Provided passage:
+--

What's on your mind? Neuroscientists may one day find out

10 Mar, 2008

Venturing into the preserve of science fiction and stage magicians, scientists in the United States on March 05 said they had made extraordinary progress towards reading the brain.
The researchers said they had been able to decode signals in a key part of the brain to identify images seen by a volunteer, according to their study, published by the British journal Nature.
The tool used by the University of California at Berkeley neuroscientists is functional magnetic resonance imaging (fMRI), a non-invasive scanner that detects minute flows of blood within the brain, thus highlighting which cerebral areas are triggered by light, sound and touch. Their zone of interest was the visual cortex - a frontal part of the brain that reconstitutes images sent by the retina.
Using two of their number as volunteers, the team built a computational model based on telltale blood-flow patterns in three key areas of the visual cortex. The signatures were derived from 1,750 images of objects, such as horses, trees, buildings and flowers, that were flashed up in front of the subjects.
Using this model, the programme then scanned a new set of 120 brand new pictures to predict what kind of fMRI patterns these would make in the visual cortex. After that, the volunteers themselves looked at the 120 new pictures while being scanned. The computer then matched the measured brain activity against the predicted brain activity, and picked an image that it believed was the closest match.
They notched up a 92-percent success rate with one volunteer, and accuracy was 72 percent in the other. The probability of this happening on the basis of chance - ie the computer picking the right image out of the 120 - is only 0.8 percent.
In an email to AFP, lead author Jack Gallant likened the task to that of a magician who asks a member of the audience to pick a card from a pack, and then figures out which one it was. "Imagine that we begin with a large set of photographs chosen at random," Gallant said.
"You secretly select just one of these and look at it while we measure your brain activity. Given the set of possible photographs and the measurements of your brain activity, the decoder attempts to identify which specific photograph you saw."
The ambitious experiment was taken a stage further, expanding the set of novel images from 120 to up to 1,000. The first volunteer took this test, and accuracy declined, but only slightly, from 92 percent to 82 percent. "Our estimates suggest that even with a set of one billion images - roughly the number of images indexed by Google on the Internet - the decoder would correctly identify the image about 20 percent of the time," said Gallant.
The researchers say the device cannot "read minds," the common term for unscrambling thoughts. It cannot even reconstruct an image, only identify an image that was taken from a known set, they point out. All the same, the potential is enormous, they believe.
Doctors could use the technique to diagnose brain areas damaged by a stroke or dementia, determine the outcome of drug treatment or stem-cell therapy and fling open a door into the strange world of dreams.
And, according to one futuristic scenario, paraplegic patients, by thinking of a series of images whose fMRI patterns are recognised by computer, may one day be able to operate machines by remote control. Even so, brain-reading is hedged with potential controversy.
Within 30 or 50 years, advances could raise fears about breach of privacy and authoritarian abuse of the kind that dog biotechnology today, the authors say. "No-one should be subjected to any form of brain-reading process involuntarily, covertly, or without complete informed consent," they say.
Although the two subjects were also investigators, there was no risk that the outcome of the test was skewed by suggestion or subliminal cues, co-researcher Kendrick Kay told AFP.
"Decoding performance was evaluated on a dataset that is completely independent of the one used to estimate the computational model," said Kay. "There is no plausible way that a subject could somehow make the evaluation dataset easier to decode by our computational algorithms."

+--

Given data:
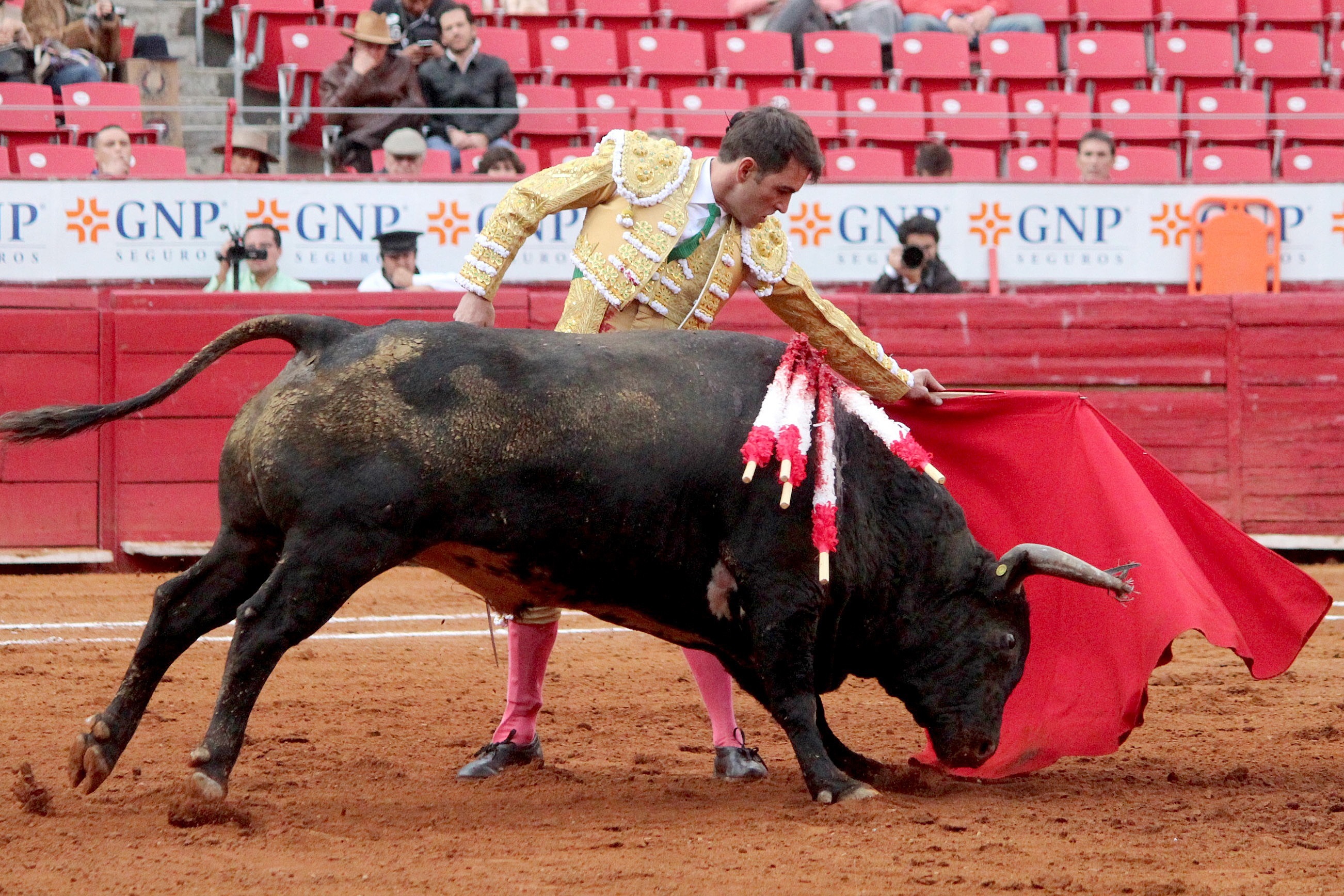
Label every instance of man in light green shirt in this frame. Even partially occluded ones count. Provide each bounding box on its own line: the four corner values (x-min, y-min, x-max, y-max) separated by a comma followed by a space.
204, 225, 313, 293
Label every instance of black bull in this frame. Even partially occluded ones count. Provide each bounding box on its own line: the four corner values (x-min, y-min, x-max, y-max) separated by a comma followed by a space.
0, 316, 1132, 802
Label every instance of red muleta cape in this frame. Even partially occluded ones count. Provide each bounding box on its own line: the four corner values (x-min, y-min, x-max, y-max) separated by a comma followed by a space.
887, 392, 1331, 778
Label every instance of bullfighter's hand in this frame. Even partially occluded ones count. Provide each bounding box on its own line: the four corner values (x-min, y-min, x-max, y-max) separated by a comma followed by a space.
453, 293, 494, 326
906, 368, 948, 404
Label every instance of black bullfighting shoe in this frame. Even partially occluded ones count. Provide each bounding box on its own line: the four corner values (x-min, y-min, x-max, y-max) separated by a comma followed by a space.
457, 731, 541, 778
714, 728, 770, 780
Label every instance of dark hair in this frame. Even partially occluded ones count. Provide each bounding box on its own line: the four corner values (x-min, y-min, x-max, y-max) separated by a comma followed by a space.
243, 221, 281, 248
915, 143, 952, 178
719, 106, 825, 180
476, 147, 527, 174
1078, 127, 1115, 156
897, 215, 938, 246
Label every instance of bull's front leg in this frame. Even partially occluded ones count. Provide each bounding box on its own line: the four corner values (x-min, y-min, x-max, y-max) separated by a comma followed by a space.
743, 582, 877, 803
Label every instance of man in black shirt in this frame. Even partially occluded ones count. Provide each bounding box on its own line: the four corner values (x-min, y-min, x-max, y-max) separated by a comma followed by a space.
419, 7, 518, 171
872, 215, 961, 293
372, 0, 457, 66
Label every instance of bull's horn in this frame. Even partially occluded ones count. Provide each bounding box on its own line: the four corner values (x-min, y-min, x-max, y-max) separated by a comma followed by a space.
995, 544, 1139, 602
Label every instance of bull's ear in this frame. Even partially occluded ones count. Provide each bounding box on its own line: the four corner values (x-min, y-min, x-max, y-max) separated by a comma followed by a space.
995, 544, 1139, 602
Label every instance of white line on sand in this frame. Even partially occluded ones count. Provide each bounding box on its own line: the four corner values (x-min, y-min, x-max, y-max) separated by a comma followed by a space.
0, 629, 634, 646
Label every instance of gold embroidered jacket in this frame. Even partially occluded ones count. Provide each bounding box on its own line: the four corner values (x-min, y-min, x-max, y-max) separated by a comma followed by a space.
458, 130, 910, 402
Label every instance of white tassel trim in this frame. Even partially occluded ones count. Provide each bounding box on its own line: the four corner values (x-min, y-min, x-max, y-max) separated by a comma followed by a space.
476, 234, 508, 258
621, 234, 663, 263
742, 227, 793, 283
602, 130, 691, 208
570, 252, 621, 308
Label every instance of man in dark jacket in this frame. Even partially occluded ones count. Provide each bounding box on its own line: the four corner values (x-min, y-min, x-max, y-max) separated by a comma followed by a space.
872, 215, 961, 293
419, 7, 518, 171
317, 9, 425, 173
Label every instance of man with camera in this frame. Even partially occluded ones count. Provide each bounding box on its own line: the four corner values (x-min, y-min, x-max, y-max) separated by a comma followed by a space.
203, 225, 313, 293
871, 215, 961, 293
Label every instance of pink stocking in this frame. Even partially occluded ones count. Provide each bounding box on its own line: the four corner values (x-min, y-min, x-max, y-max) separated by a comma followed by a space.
490, 620, 559, 745
681, 648, 742, 747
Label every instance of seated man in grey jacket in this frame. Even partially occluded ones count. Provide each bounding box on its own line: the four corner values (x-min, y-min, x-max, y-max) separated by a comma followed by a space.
872, 215, 961, 293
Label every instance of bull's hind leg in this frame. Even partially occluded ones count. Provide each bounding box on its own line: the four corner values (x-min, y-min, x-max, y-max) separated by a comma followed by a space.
69, 529, 277, 794
189, 531, 392, 799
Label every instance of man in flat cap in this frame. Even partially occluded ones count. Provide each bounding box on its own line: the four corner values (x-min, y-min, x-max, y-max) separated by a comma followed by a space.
359, 230, 462, 293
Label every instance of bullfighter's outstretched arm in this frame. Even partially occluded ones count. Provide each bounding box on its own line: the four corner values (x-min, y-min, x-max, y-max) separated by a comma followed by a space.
742, 218, 911, 403
458, 142, 616, 301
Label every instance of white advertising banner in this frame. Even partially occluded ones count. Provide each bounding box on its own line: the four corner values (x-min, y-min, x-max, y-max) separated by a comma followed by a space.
0, 179, 1344, 283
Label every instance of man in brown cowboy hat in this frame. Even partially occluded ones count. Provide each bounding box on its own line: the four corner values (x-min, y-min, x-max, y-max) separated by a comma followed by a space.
318, 9, 425, 173
215, 127, 280, 174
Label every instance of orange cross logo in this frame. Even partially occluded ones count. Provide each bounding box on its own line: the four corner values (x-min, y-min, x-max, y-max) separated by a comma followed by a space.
970, 203, 1012, 246
65, 199, 111, 243
1148, 203, 1190, 247
789, 203, 835, 246
425, 199, 472, 246
247, 199, 289, 230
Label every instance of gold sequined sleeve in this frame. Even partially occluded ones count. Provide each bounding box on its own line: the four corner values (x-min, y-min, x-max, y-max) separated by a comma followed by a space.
457, 143, 616, 299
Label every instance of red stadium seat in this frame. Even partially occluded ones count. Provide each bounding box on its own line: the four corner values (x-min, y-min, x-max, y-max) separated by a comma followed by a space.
625, 28, 710, 90
948, 147, 999, 180
1110, 147, 1181, 184
891, 31, 972, 87
1282, 147, 1344, 184
1097, 90, 1180, 140
1186, 87, 1269, 142
1153, 28, 1237, 87
803, 31, 883, 90
1191, 147, 1270, 184
844, 90, 929, 143
538, 28, 619, 87
755, 87, 840, 140
668, 87, 751, 145
1274, 87, 1344, 141
929, 90, 1008, 142
1242, 28, 1321, 83
583, 87, 667, 140
131, 143, 187, 178
370, 149, 457, 178
19, 143, 95, 178
824, 147, 906, 183
712, 29, 797, 89
1011, 90, 1093, 142
60, 81, 158, 142
980, 31, 1061, 89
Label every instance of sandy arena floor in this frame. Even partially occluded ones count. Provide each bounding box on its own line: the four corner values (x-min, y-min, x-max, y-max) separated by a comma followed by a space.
0, 566, 1344, 896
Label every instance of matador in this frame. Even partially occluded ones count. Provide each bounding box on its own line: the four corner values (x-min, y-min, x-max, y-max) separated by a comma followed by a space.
456, 106, 942, 779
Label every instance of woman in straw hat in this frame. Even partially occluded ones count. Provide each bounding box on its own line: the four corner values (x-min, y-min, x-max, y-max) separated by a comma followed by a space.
318, 9, 425, 173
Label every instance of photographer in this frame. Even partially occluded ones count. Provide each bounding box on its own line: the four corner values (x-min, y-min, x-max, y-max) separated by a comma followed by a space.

+--

What is being asked: Rewrite the brain-decoding article from "Using two of" to "the closest match.", putting "participants" wherever "volunteers" appears. The items have no connection to the brain-decoding article.

Written solution:
Using two of their number as participants, the team built a computational model based on telltale blood-flow patterns in three key areas of the visual cortex. The signatures were derived from 1,750 images of objects, such as horses, trees, buildings and flowers, that were flashed up in front of the subjects.
Using this model, the programme then scanned a new set of 120 brand new pictures to predict what kind of fMRI patterns these would make in the visual cortex. After that, the participants themselves looked at the 120 new pictures while being scanned. The computer then matched the measured brain activity against the predicted brain activity, and picked an image that it believed was the closest match.